:: 本文

1 一般社団法人生命保険協会「企業価値向上に向けた取り組みに関するアンケート集計結果(2019年度版)企業・投資家の結果比較」p.9
資本効率性を測るROEとROICの重要性
――投資家から見た企業価値を高めていくには、ROEやROICといった指標をどのような水準に持っていく必要がありますか。
まずは、とにかく資本効率性の指標に注目するのが先決ですが、水準も相当高める必要があります。全世界で比較すると、日本企業のROEはいまだに圧倒的に低い水準にとどまっています。せめて2ケタに上げてほしいというのが、正直な感想です。1ケタはあり得ません。
ROEは財務レバレッジをかけることで引き上げることも理論的には可能です。しかし、稼ぐ力が圧倒的に足りない日本企業にとっては、そうした財務的手段に頼るのではなく、R(リターン)を上げることが本質的な課題と言えるでしょう。
R(リターン)をどうやって上げていくかについては、戦略が重要です。中期経営計画を策定する企業は数多くありますが、それが将来の戦略としてふさわしいレベルになっていることが意外に少ないです。
そもそも戦略とは、将来の市場動向や競合他社の動向を踏まえ、変化する環境の中で自社の強みを活かしてポジショニングを取っていくことです。また経営資源は有限なので、どこにフォーカスするか、何を捨てるかも重要になります。まずは、中計にこれらが反映されているか確認してほしいと思います。
――企業経営者はROEとROICのどちらを重視すべきですか。
いずれもかけた元手に対して、どれぐらい効率よくお金を稼いでいるかが分かる指標です。ROEの場合は、かけた元手が「株主のお金」に限定され、ROICの場合は、かけた元手が「株主のお金+有利子負債」という違いがあります。

::::

- **課題**:
本文の「R(リターン)をどうやって上」で始まり「か確認してほしいと思います。」まで続く部分を、「競合他社」を「ライバル企業」に差し替えて書き直しなさい。 一覧は参照しなくてよい。

:: データ

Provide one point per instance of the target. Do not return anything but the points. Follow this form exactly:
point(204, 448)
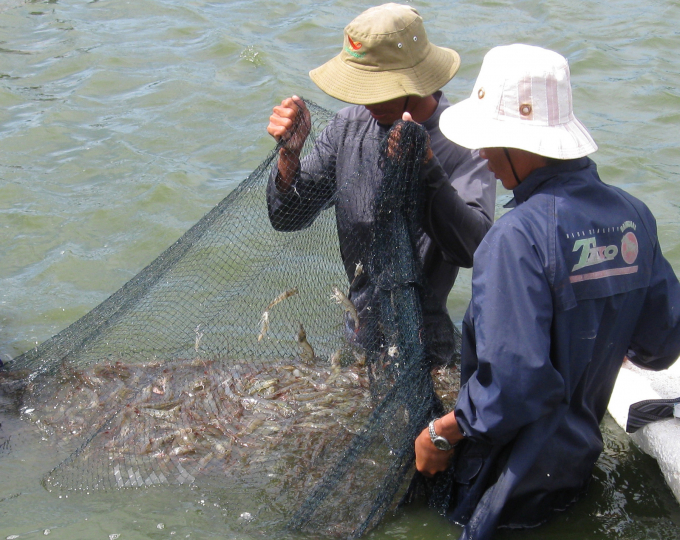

::::

- **解答**:
R(リターン)をどうやって上げていくかについては、戦略が重要です。中期経営計画を策定する企業は数多くありますが、それが将来の戦略としてふさわしいレベルになっていることが意外に少ないです。
そもそも戦略とは、将来の市場動向やライバル企業の動向を踏まえ、変化する環境の中で自社の強みを活かしてポジショニングを取っていくことです。また経営資源は有限なので、どこにフォーカスするか、何を捨てるかも重要になります。まずは、中計にこれらが反映されているか確認してほしいと思います。